▸ **EXTRACT TO READ**
/---

Making history on the bus – again

This is a year of historic commemorations and historic breakthroughs. We celebrated the 150th anniversary of the Emancipation Proclamation on New Year’s Day. Twenty days later, Dr. Martin Luther King’s birthday celebration coincided with the reinauguration of the nation’s first Black president. And on February 4 we’ll mark the 100th anniversary of Rosa Parks’s birthday.

Ms. Parks, as every schoolchild knows, refused to obey laws that made public transportation unequal. The 381-day boycott she launched in Montgomery, Alabama, became a movement for equality in every sphere of American life. As President Obama said in his second inaugural address, we’re not there yet.

It’s time to make history again. And the place to start is where Ms. Parks started: on the bus.

Public transit is access – to work, family, school, and self-improvement. Yet we in the Commonwealth still do not have equal access. On the MBTA, it takes black families four times as long as whites to complete our daily trips. In other parts of the state it takes five times longer to commute by public transit than by car.

Chronic underfunding leaves all of us, black and white, waiting at the bus stop when a decrepit vehicle finally breaks down and refuses to go any farther. Young, old, and disabled people of all races can’t even get on the bus when fares are raised beyond our reach. Like Ms. Parks, we need a transportation system that serves all of us.

First-class public transit keeps all of us connected, whether we ride, bike, walk or drive. It cuts congestion by taking cars off the road, improves air quality and health by lowering vehicle emissions, and propels our economy by attracting new businesses and jobs.

\---

▸ **SUPPLIED MATERIAL**
/---

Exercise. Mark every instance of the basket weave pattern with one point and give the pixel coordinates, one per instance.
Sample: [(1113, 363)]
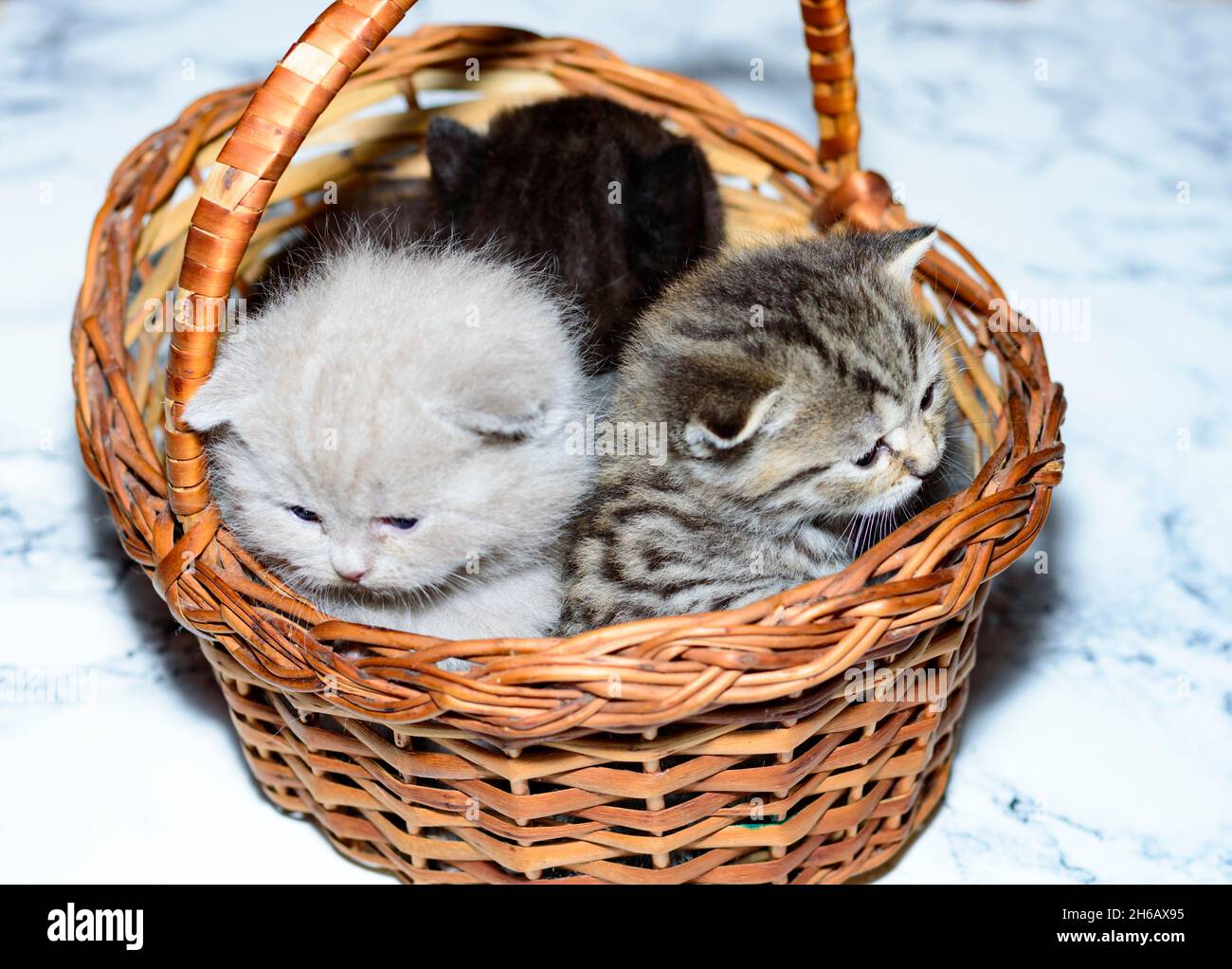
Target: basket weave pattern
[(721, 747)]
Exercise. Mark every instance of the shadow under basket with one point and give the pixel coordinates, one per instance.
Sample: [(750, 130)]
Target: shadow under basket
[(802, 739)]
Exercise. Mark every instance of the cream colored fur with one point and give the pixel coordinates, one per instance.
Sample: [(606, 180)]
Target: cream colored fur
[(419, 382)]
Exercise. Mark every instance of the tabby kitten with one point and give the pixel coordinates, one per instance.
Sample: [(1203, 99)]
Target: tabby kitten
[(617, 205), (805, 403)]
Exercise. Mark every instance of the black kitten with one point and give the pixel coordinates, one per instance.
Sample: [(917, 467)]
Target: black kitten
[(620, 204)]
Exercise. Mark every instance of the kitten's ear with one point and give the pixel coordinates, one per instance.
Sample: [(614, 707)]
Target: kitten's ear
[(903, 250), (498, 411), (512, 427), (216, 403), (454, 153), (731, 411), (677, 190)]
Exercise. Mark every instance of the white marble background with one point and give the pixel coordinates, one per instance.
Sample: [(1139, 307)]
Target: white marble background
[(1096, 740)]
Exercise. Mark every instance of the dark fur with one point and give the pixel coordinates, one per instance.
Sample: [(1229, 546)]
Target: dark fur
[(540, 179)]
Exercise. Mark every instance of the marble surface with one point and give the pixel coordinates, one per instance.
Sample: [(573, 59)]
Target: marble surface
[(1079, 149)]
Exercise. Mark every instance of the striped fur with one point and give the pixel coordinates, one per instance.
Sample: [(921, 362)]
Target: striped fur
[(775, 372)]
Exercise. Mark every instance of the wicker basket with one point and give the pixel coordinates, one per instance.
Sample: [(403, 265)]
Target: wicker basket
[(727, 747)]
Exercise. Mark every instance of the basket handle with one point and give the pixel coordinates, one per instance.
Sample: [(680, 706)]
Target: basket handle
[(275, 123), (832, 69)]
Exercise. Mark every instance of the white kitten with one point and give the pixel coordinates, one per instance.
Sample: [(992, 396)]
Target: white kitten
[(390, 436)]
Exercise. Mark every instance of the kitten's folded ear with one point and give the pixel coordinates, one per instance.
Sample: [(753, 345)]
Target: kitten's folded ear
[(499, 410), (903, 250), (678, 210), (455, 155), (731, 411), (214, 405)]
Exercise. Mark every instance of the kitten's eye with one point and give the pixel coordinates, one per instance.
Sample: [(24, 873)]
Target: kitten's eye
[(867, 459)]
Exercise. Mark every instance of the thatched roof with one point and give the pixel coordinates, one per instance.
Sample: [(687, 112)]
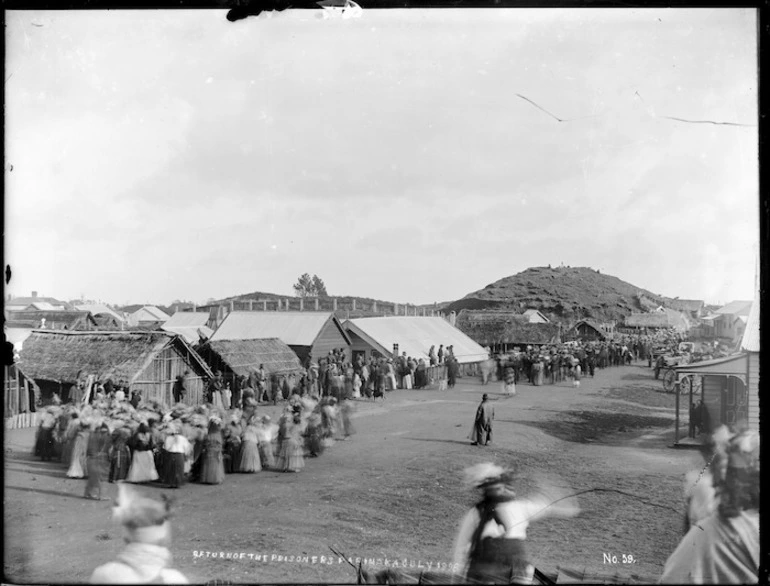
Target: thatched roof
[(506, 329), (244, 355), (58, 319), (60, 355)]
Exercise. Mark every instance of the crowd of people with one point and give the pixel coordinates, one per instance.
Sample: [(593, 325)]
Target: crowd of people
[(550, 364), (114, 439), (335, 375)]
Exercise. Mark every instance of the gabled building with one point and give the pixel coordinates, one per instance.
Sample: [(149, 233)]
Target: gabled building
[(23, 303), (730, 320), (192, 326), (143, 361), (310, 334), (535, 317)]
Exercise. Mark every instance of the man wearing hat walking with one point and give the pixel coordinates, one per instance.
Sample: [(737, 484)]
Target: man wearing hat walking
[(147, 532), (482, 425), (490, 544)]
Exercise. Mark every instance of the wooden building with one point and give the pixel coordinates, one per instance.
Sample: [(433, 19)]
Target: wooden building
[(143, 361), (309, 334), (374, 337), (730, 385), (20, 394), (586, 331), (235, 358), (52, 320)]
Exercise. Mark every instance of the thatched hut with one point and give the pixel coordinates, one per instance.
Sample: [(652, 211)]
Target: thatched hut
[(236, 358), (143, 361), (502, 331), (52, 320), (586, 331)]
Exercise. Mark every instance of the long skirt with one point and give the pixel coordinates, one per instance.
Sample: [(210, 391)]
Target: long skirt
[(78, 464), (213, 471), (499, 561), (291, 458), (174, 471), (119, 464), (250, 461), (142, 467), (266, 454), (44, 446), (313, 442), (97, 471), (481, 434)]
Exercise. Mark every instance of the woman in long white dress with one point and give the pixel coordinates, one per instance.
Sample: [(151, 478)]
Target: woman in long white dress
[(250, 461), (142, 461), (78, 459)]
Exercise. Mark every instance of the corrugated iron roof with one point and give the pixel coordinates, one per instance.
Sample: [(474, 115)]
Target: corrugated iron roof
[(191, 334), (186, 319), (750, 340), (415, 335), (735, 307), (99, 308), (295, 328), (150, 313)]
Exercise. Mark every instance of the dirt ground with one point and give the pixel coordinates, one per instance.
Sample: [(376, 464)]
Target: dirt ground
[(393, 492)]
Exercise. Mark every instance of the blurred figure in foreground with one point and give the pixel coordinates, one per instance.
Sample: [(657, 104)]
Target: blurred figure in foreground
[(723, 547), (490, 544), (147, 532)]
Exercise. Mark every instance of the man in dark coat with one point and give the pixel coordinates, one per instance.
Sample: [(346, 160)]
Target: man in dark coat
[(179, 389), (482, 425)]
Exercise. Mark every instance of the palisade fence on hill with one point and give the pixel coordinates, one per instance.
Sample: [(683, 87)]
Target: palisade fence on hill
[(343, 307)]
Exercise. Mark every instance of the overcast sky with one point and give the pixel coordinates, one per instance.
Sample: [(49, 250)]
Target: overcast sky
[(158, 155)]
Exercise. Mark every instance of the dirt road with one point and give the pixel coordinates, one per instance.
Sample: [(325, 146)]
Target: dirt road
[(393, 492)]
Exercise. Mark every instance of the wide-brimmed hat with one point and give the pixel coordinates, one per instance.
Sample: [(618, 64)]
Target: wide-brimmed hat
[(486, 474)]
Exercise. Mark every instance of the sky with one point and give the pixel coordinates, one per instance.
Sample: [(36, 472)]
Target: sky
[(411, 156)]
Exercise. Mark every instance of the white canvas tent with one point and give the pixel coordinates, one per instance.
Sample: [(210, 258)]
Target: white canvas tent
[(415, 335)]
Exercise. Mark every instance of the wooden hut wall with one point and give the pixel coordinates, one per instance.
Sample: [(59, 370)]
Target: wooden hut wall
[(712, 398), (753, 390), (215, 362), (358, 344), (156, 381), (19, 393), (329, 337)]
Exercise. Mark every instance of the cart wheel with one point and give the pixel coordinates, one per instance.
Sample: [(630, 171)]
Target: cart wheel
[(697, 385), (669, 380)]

\---

▸ **YOUR TASK**
Pick up the opinion piece on public transit and Rosa Parks after its last sentence and continue it. The listing comes from a different source than the text.

▸ **ANSWER BOX**
Good public transit starts with funding. We need money to fix the trains and trolleys we have, build new ones in Massachusetts, and replace the hundred-year-old wiring that makes some of those trains run. But funding the system isn’t enough. We need to fix it – adjust the routes and increase frequency so all of us can get to our jobs and appointments on time. And we need to make it fair – fares need to be affordable for all riders, especially youth, seniors, and RIDE users.

Governor Patrick can’t do that for us. Nor can Beverly Scott, the first black woman to head the MBTA. No one person can.

Yes, Ms. Parks was alone when she sat in that bus seat and sparked that bus boycott. But the women of Montgomery walked it to victory. They got there on their own two feet. We don’t know all their names but we know they were steady, patient, and persistent. They inspired others. The boycott became a movement. Hundreds, thousands, and eventually hundreds of thousands of nameless people started to dismantle the walls of oppression that kept them from their Promised Land. And they have passed that task on to us.

“I would like to be known as a person who is concerned about freedom and equality and justice and prosperity for all people,” Rosa Parks said.

Ms. Parks understood that first-class transit is key to achieving equality. It is our route to opportunity. Let’s honor her legacy by continuing her work. Let’s make transit history this year.

Kalila Barnett, the Director of Alternatives for Community and Environment, and Ann Marshall, the President of Massachusetts Senior Action Council, are leaders of the Public Transit-Public Good campaign.